_Short problem_
Can you output the records below exactly as they are written?

# Excerpted records start

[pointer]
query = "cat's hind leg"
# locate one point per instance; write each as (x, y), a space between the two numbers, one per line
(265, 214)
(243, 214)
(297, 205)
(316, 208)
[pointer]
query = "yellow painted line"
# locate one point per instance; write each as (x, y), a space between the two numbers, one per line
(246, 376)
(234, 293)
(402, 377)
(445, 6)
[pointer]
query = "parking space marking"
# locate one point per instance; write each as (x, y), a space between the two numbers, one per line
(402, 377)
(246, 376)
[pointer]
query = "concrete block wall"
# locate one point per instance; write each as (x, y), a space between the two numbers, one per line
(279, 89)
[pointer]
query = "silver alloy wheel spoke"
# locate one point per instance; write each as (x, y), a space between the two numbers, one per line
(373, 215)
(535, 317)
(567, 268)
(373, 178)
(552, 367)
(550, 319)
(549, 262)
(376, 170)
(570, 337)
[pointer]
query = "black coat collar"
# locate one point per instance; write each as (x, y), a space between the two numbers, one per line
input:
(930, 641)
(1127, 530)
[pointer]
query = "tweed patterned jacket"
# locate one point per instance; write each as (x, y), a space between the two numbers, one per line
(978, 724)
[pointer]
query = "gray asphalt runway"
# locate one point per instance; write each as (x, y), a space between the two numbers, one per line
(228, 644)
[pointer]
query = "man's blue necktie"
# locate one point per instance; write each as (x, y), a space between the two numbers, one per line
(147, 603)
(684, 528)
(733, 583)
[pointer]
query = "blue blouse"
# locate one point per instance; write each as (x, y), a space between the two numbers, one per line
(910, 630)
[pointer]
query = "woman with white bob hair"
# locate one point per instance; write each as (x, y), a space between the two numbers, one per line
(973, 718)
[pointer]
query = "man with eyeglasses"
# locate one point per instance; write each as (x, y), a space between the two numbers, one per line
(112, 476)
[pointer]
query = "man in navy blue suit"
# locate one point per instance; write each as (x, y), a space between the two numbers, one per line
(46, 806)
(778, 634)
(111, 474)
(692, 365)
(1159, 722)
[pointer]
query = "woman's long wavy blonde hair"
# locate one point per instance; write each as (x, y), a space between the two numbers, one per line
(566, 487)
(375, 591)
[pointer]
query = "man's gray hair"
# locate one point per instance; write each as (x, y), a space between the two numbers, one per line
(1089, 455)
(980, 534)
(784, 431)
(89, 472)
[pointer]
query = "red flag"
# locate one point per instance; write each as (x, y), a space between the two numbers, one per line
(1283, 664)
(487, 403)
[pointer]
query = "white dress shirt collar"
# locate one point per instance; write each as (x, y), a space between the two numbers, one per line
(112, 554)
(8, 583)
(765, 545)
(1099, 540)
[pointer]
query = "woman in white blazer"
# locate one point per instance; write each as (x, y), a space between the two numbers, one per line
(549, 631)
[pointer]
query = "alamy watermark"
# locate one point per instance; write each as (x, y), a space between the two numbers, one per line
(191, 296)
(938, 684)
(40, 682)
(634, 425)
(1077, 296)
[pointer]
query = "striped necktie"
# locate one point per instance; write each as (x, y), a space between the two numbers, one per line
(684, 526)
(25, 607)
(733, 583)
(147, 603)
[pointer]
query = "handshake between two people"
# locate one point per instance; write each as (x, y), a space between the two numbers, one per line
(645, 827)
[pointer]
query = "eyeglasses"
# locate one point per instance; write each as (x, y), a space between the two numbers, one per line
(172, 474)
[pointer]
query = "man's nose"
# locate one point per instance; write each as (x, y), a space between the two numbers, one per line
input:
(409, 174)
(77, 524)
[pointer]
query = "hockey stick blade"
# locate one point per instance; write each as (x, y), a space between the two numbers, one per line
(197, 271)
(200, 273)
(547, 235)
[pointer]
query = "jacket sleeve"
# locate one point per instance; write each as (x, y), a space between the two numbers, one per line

# Excerpted records end

_Result_
[pointer]
query = "cat's hind leg"
# locate one point per instance; write each as (x, y), a space between the two numbers, one per line
(265, 214)
(243, 214)
(297, 205)
(316, 208)
[pointer]
query = "yellow painted line"
# locate one point per instance; write each as (x, y), a space between the two numbers, one per line
(246, 376)
(234, 293)
(402, 377)
(445, 6)
[pointer]
query = "parking space marking"
# locate one point per instance; write each as (x, y), a space between the two numbers, one per line
(402, 377)
(246, 376)
[pointer]
query = "concrete block wall"
# locate one point per instance; write each as (x, y), a space between the two numbers, one per line
(279, 89)
[pointer]
query = "silver alloy wheel spoke"
# locate one point per instance; write each as (x, y), a space between the two numbers, one per line
(373, 215)
(535, 317)
(567, 268)
(373, 178)
(552, 367)
(550, 319)
(549, 262)
(376, 170)
(570, 337)
[pointer]
query = "black coat collar"
# locate one point per instance; write each as (x, y), a space between the two numbers, one per line
input:
(930, 641)
(1127, 530)
[pointer]
query = "tweed patterned jacket"
# locate one point per instance; write each as (x, y), a space between the two numbers, one per line
(978, 724)
[pointer]
query = "gray asphalt runway"
# locate one point per instance; write each as (x, y), a space between the two numbers, one per line
(228, 644)
[pointer]
query = "man's blue necktie"
# locate one point per instance; write each as (x, y), a space between the two numbers, one per line
(147, 603)
(684, 528)
(733, 583)
[pointer]
query = "blue blouse"
# locate one point per instance; write each as (x, y), a space between the two numbers, one per line
(910, 630)
[pointer]
query = "woman with white bob hair"
# locate one point per instance; write each as (x, y), a space between the two numbers, one per line
(973, 718)
[pointer]
query = "man with eyeglasses"
# locate one point per instance; write each as (x, y), a space between the two numbers, one per line
(112, 476)
[pointer]
query = "man in navy blue suit"
# locate one point per instance; write each as (x, y), a space between the two numbers, one per line
(46, 806)
(778, 634)
(111, 474)
(692, 365)
(1159, 722)
[pointer]
query = "woman's long wavy blonde hair"
# locate one point per instance; write each as (x, y), a space between the two numbers, one per line
(566, 487)
(375, 591)
[pointer]
query = "man's gray hair"
# locate one point per instance; write each as (x, y), a space between the two numbers, one per line
(1089, 455)
(980, 534)
(784, 431)
(89, 472)
[pointer]
query = "red flag"
# locate one point per instance; write each as (x, y), a space between the two numbers, one per line
(1283, 664)
(487, 403)
[pointer]
query = "white dress shirt collar"
# locate one point per instance; write each as (x, y), a space between the two numbers, one per line
(112, 554)
(8, 583)
(765, 545)
(1099, 540)
[pointer]
query = "woman in white blazer"
# locate one point per instance; write each as (x, y), a space between the two numbers, one per line
(549, 631)
[pointer]
query = "alamy watermark"
# locate one point per instance; write each as (x, y), a space between the two numbers, one per line
(191, 296)
(938, 684)
(40, 682)
(634, 425)
(1077, 296)
[pointer]
query = "striped necktie"
# locate one point per instance; write each as (x, y), a space between the two numbers, one per line
(684, 526)
(25, 607)
(733, 583)
(147, 603)
[pointer]
query = "handshake between two people"
# locate one point per instance; write each as (x, y), a space between the two numbers, one per line
(645, 827)
[pointer]
query = "eyeglasses"
# locate one point per instance; write each as (x, y), a space between the two numbers, one per line
(172, 474)
[pointer]
query = "man's nose"
# locate one point per instance; write each as (x, y), a space between the two numbers, one per line
input:
(409, 174)
(77, 524)
[pointer]
query = "hockey stick blade"
# locate one point per instance; write each as (x, y), a space between the two numbers, one per line
(197, 271)
(200, 273)
(547, 235)
[pointer]
query = "jacket sleeve"
# locate one point per instance; write each as (x, y), a space between the two numbers, one per line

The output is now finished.